[begin ENTRIES SHOWN]

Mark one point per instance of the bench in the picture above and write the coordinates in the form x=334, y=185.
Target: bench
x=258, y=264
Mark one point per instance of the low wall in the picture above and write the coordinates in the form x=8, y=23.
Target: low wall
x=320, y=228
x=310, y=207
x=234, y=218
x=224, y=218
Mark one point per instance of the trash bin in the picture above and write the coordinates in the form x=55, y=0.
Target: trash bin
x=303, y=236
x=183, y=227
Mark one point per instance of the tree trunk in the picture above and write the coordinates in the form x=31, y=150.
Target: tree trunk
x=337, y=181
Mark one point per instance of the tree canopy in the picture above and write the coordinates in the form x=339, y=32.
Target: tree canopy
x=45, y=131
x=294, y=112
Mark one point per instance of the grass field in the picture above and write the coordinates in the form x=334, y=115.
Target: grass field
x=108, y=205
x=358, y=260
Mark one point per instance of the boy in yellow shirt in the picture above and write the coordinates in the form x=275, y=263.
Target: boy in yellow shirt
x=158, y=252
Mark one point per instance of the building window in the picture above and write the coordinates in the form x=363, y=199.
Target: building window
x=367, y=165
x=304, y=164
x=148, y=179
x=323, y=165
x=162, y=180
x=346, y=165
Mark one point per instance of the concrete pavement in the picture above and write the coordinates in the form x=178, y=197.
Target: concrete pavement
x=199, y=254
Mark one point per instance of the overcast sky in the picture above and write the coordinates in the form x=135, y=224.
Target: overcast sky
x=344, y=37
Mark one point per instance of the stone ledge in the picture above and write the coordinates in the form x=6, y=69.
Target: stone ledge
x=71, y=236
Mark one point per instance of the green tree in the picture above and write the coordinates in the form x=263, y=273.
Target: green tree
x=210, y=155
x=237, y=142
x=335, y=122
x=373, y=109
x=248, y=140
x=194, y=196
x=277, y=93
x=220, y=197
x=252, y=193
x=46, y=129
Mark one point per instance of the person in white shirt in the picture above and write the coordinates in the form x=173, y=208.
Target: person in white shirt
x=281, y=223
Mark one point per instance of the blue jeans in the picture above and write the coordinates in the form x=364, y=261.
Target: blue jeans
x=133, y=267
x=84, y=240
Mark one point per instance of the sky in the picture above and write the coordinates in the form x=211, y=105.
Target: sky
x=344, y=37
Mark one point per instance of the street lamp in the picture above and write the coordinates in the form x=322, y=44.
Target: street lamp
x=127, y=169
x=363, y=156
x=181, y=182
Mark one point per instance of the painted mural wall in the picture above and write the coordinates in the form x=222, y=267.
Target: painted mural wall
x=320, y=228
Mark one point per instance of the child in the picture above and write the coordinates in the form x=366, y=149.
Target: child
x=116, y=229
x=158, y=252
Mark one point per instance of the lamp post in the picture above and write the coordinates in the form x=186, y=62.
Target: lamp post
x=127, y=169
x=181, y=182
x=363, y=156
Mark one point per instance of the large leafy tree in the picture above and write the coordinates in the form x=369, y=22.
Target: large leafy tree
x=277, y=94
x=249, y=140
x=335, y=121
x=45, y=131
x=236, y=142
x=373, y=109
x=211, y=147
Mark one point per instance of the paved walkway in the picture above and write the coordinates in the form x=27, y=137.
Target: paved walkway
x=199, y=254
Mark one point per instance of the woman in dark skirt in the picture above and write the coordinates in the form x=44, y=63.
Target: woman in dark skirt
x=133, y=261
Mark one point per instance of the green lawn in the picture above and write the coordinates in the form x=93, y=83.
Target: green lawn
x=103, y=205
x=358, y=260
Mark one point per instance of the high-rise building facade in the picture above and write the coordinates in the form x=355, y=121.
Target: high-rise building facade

[end ENTRIES SHOWN]

▸ AIM OF THE EXERCISE
Copy out everything from the line containing "Mark one point per instance of the stone" down to the line containing "x=281, y=223", both ends included. Multiply each coordinate in the answers by 0.65 and round to a whole number, with halves rounding up. Leave the requests and their sample coordinates as they are.

▸ SOLVED PROBLEM
Mark one point per instance of the stone ledge in the picture above and write the coordinates in the form x=6, y=69.
Target: stone ledge
x=46, y=153
Mark one point per instance of the green tree in the picture above and write the coordinates in the form x=263, y=273.
Target: green tree
x=137, y=101
x=154, y=92
x=218, y=79
x=242, y=71
x=161, y=91
x=126, y=127
x=180, y=60
x=143, y=128
x=164, y=125
x=30, y=84
Mark one point per instance of the person in white shirt in the picture above and write the coordinates in the form x=173, y=208.
Target: person in white shirt
x=183, y=145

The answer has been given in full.